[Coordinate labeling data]
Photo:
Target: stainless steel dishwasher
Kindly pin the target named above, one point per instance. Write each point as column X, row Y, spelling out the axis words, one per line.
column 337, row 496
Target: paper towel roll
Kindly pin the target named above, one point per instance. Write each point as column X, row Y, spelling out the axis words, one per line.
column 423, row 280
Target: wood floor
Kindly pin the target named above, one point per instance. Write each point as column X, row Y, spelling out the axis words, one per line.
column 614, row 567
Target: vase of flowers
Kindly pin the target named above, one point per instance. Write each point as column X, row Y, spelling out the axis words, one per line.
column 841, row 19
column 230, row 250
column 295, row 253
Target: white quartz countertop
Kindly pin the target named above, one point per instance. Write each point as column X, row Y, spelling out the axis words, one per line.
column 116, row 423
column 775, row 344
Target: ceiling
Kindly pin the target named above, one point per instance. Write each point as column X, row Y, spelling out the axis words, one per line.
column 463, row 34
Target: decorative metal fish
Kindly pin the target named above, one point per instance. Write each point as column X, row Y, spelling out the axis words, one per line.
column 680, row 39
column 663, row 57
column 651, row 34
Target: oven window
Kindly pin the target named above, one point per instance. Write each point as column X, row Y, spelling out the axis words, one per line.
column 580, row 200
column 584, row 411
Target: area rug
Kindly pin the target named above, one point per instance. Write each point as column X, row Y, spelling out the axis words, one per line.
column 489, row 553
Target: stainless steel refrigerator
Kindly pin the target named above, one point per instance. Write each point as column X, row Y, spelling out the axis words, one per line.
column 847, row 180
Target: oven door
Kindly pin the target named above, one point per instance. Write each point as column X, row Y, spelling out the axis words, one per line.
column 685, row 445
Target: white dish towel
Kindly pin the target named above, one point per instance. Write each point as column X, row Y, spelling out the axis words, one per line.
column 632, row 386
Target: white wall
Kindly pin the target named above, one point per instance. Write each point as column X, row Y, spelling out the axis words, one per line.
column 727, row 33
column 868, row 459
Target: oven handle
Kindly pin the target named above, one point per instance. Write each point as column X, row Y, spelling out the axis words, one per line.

**Exercise:**
Rewrite every entry, changing "Kindly pin" to "Please mark" and leaving all other text the same.

**Answer below:**
Photo:
Target: stainless steel dishwasher
Please mark the target named above, one point per instance. Write each point as column X, row Y, spelling out the axis words, one per line.
column 337, row 496
Target: paper towel roll
Please mark the target named above, one point per instance. Write each point as column X, row Y, spelling out the axis words, one per line.
column 423, row 280
Target: wood floor
Please mark the target named above, one point per instance. Write each point as column X, row Y, spelling out the axis words, one per line.
column 614, row 567
Target: vase of flowers
Please mark the target named above, one point per instance. Write each point as column X, row Y, spelling out the axis words, one per line.
column 841, row 19
column 230, row 250
column 295, row 253
Target: white quartz countertop
Please mark the target named above, one point per instance. Write each point as column X, row Y, spelling out the axis words, one per line.
column 116, row 423
column 775, row 344
Target: ceiling
Please mark the target named above, one point per instance. Write each point as column X, row Y, spelling out the axis words, one per line.
column 463, row 34
Target: decorative metal fish
Please mark the target named above, one point per instance. Write each point as column X, row Y, spelling out the axis words, one per line.
column 680, row 39
column 663, row 57
column 651, row 34
Target: oven window
Please mark the target named above, one point per instance. Write each point as column X, row Y, spelling out the axis words, one per line.
column 580, row 200
column 584, row 411
Target: area rug
Please mark the target named above, one point per instance. Write each point as column X, row Y, spelling out the axis words, one per line.
column 489, row 553
Target: stainless steel refrigerator
Please mark the target named above, one point per instance. Write each point as column X, row Y, spelling out the axis words, one per line.
column 847, row 180
Target: oven door
Please mark the target named above, one point per instance. Write each point as column X, row Y, spelling out the axis words, one per line.
column 685, row 445
Target: white dish towel
Please mark the target named above, one point per instance. Write each point as column X, row Y, spelling out the axis words, one per line.
column 632, row 386
Target: white wall
Please mark the target named above, one point per instance. Write each point as column X, row Y, spelling out the axis words, one per line.
column 727, row 33
column 868, row 459
Target: oven handle
Please mark the target named above, one point per instance. Write each point as column X, row Y, spelling out the axis words, one per line.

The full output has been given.